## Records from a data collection
·····

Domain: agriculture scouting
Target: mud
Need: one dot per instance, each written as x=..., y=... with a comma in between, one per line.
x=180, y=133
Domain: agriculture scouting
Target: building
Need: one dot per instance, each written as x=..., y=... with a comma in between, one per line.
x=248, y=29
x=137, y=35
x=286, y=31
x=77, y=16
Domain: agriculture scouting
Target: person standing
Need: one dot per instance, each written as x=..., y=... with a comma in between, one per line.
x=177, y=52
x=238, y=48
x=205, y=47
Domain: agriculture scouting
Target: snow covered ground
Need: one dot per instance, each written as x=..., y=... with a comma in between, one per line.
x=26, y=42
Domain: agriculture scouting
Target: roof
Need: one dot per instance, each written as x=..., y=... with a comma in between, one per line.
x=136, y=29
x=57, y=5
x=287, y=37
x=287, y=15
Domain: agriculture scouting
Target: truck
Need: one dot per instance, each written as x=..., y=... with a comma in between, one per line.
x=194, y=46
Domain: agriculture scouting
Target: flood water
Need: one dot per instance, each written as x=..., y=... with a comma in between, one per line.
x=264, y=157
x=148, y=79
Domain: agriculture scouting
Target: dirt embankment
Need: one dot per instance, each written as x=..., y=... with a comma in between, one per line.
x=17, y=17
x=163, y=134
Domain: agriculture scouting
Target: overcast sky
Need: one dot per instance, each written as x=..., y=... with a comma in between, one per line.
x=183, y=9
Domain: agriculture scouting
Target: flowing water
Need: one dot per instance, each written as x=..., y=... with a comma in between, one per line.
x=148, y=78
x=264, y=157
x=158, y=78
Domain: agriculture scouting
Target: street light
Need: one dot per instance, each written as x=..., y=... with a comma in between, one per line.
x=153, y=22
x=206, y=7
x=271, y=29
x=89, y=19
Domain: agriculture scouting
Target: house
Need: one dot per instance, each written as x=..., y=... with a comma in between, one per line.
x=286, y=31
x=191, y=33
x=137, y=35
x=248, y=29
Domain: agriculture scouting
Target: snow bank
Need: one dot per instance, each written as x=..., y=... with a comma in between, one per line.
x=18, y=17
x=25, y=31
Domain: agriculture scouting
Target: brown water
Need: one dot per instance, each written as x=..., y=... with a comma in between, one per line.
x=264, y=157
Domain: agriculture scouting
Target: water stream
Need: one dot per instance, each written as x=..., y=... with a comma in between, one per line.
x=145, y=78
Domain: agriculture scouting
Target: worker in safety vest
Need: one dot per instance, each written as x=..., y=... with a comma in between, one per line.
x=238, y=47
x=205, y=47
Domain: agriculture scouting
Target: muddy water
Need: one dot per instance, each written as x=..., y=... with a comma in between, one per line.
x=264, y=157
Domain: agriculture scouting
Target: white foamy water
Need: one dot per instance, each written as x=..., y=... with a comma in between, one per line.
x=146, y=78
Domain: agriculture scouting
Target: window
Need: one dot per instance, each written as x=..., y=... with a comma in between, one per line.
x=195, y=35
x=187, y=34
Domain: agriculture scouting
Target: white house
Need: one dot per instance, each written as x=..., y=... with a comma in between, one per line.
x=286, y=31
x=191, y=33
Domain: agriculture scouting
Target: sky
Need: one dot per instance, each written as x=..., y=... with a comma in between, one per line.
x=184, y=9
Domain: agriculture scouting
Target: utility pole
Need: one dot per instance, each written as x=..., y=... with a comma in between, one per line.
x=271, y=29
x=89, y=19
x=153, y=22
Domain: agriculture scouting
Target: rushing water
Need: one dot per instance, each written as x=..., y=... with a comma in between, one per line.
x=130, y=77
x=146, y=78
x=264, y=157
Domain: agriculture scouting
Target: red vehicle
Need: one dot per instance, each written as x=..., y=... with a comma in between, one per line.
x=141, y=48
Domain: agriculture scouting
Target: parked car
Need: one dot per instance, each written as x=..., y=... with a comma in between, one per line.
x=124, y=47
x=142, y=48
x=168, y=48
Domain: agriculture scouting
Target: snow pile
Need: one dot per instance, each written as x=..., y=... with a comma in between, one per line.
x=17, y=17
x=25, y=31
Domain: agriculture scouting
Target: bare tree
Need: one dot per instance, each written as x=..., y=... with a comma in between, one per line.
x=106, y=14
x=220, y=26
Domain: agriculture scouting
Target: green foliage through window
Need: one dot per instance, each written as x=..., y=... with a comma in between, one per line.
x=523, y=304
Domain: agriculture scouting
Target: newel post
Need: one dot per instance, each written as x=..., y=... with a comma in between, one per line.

·····

## Set task
Each record must be repeated exactly as it is.

## Task answer
Domain: agriculture scouting
Target: mud
Need: one dot per instance, each written as x=..., y=... with a comma in between, one per line.
x=180, y=133
Domain: agriculture scouting
Target: building
Need: one dot per instance, each written as x=..., y=... with a comma in between, one per line.
x=248, y=29
x=137, y=35
x=286, y=31
x=77, y=16
Domain: agriculture scouting
Target: person standing
Need: one dot per instance, each written as x=..., y=... with a comma in between, one per line.
x=177, y=52
x=238, y=48
x=205, y=47
Domain: agriculture scouting
Target: snow covered ground
Need: one dot per instance, each written as x=..., y=... with a comma in between, one per line.
x=26, y=42
Domain: agriculture scouting
Target: roof
Need: one dot per instance, each written as x=..., y=... with a comma in between, one per line.
x=136, y=29
x=57, y=5
x=287, y=37
x=287, y=15
Domain: agriculture scouting
Target: truck
Need: one dot per instance, each written as x=..., y=... with a comma in between, one per line.
x=194, y=46
Domain: agriculture scouting
Target: flood water
Need: one dot per instance, each written as x=..., y=... with a comma in between, one per line.
x=264, y=157
x=148, y=79
Domain: agriculture scouting
Target: dirt embankment
Need: one dot per instance, each written as x=..., y=... with a comma in between, one per line.
x=17, y=17
x=163, y=134
Domain: agriculture scouting
Target: overcast sky
Need: one dot per instance, each written as x=..., y=... with a comma in between, one per line.
x=183, y=9
Domain: agriculture scouting
Target: flowing water
Need: one dot per instance, each written as x=..., y=... with a comma in between, one per line.
x=148, y=78
x=264, y=157
x=158, y=78
Domain: agriculture scouting
Target: street light
Need: one dot per instance, each written as x=..., y=... with a comma in between, one per line.
x=153, y=22
x=206, y=7
x=271, y=29
x=89, y=19
Domain: agriculture scouting
Target: house
Need: one dot per instance, each written as x=..., y=... with a comma in between, one per line.
x=286, y=31
x=191, y=33
x=137, y=35
x=248, y=29
Domain: agriculture scouting
Target: snow bank
Need: one dot per instance, each written as x=..., y=... with a comma in between, one per line.
x=18, y=17
x=25, y=31
Domain: agriculture scouting
Target: brown water
Need: one dot per instance, each written as x=..., y=... with a comma in between, one per line.
x=264, y=157
Domain: agriculture scouting
Target: water stream
Need: one dot per instance, each written as x=..., y=... with a comma in between, one per line.
x=145, y=78
Domain: agriculture scouting
Target: worker in safety vest
Need: one dot per instance, each written as x=..., y=... with a comma in between, one per line.
x=238, y=47
x=205, y=47
Domain: agriculture scouting
Target: muddy water
Need: one dot per instance, each written as x=..., y=... with a comma in between, one per line.
x=264, y=157
Domain: agriculture scouting
Target: white foamy water
Need: one dot per instance, each written as x=..., y=... with a comma in between, one per line.
x=146, y=78
Domain: agriculture scouting
Target: window
Need: one dot per instance, each written as x=..., y=... with a comma in between, one per line.
x=195, y=35
x=187, y=34
Domain: agriculture scouting
Target: white house
Need: one dot per instance, each written as x=..., y=... with a comma in between, one per line.
x=286, y=31
x=191, y=33
Domain: agriculture scouting
Target: sky
Need: one dot per instance, each written as x=..., y=... with a comma in between, one per line.
x=184, y=9
Domain: agriculture scouting
Target: utility pole
Need: one dot per instance, each written as x=..., y=... with a comma in between, one per line.
x=271, y=29
x=89, y=19
x=153, y=22
Domain: agriculture scouting
Target: rushing water
Need: one dot per instance, each written as x=..., y=... with a comma in between, one per line.
x=130, y=77
x=146, y=78
x=264, y=157
Domain: agriculture scouting
Target: red vehicle
Need: one dot per instance, each written as x=..., y=... with a comma in between, one per line.
x=141, y=48
Domain: agriculture scouting
Target: parked car
Need: one dot per instance, each written as x=..., y=... with a comma in between, one per line.
x=124, y=47
x=142, y=48
x=168, y=48
Domain: agriculture scouting
Target: snow pile
Need: one dot per instance, each written as x=..., y=... with a comma in between, one per line.
x=17, y=17
x=25, y=31
Domain: agriculture scouting
Target: bare tree
Need: one dot per instance, each written as x=..., y=... with a comma in between, one per line.
x=106, y=14
x=220, y=26
Domain: agriculture scouting
Target: green foliage through window
Need: one dot per instance, each written as x=..., y=... with a comma in between, one per line.
x=523, y=304
Domain: agriculture scouting
Target: newel post
Need: one dot per instance, each written as x=..., y=... with a comma in between, one per line.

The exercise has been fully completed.